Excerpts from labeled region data
● ● ●
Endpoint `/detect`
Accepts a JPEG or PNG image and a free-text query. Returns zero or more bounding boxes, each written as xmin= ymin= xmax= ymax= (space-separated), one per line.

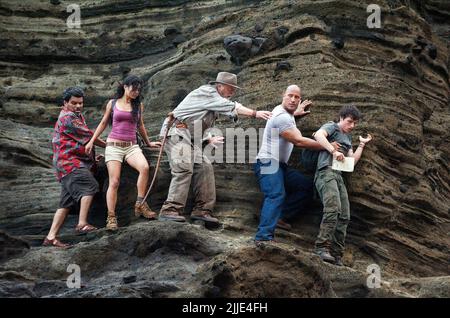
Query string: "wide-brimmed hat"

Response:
xmin=209 ymin=72 xmax=242 ymax=89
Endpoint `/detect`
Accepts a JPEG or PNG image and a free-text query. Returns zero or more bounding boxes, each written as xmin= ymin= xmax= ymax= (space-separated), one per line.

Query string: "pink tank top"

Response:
xmin=108 ymin=101 xmax=139 ymax=142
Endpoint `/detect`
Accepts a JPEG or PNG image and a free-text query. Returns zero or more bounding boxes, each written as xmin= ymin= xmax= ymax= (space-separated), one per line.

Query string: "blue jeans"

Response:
xmin=253 ymin=159 xmax=313 ymax=241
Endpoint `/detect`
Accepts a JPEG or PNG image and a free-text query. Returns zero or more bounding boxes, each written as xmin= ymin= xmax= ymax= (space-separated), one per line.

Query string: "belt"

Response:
xmin=175 ymin=121 xmax=187 ymax=129
xmin=106 ymin=141 xmax=136 ymax=148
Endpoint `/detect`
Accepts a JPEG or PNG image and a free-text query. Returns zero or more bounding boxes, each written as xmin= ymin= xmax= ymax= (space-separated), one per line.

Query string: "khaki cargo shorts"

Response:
xmin=105 ymin=145 xmax=142 ymax=162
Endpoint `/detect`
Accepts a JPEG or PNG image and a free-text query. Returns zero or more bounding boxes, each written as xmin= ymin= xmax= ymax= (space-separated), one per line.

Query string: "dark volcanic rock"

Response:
● ● ●
▸ **What is being asked**
Please reproduce all of the material above line for line, leaving the pictures out.

▸ **Exercise output**
Endpoint `/detect`
Accepts a JPEG or PNG image and a free-text query. Returns zero or more bounding boxes, each written as xmin= ymin= xmax= ymax= (space-separated), one per line.

Query string: "wide-brimmed hat"

Response:
xmin=209 ymin=72 xmax=242 ymax=89
Endpoint `/detect`
Accepts a JPEG or PNG image and a free-text query. Returns zero or more bounding boxes, each written as xmin= ymin= xmax= ymax= (space-separated), one per line.

Query string: "pink tank top"

Response:
xmin=108 ymin=101 xmax=139 ymax=142
Endpoint `/detect`
Accepts a JPEG or PNG image and a free-text query. Returns zero or more bounding boxes, each written as xmin= ymin= xmax= ymax= (space-separated), one per line.

Query string: "blue jeans"

Response:
xmin=253 ymin=159 xmax=313 ymax=241
Endpoint `/detect`
Accepts a JPEG or PNG image and a free-text query. Returns zero or more bounding boxes, each written as xmin= ymin= xmax= ymax= (space-separated), one per line.

Query string: "belt"

Response:
xmin=175 ymin=121 xmax=187 ymax=129
xmin=106 ymin=141 xmax=136 ymax=148
Endpoint `/detect`
Accepts a JPEG or PNG image and a free-text query. Returns zero or more bounding boxes, each written as xmin= ymin= xmax= ymax= (space-separated), one per line.

Query string: "khaki cargo shorts"

Response:
xmin=105 ymin=145 xmax=142 ymax=162
Endpoint `/detect`
Accepts a JPEG or PNG image and a free-text query. Returns zero or more bounding boxes, each written as xmin= ymin= xmax= ymax= (space-separated), one per line.

Query string: "dark volcanic rock"

Response:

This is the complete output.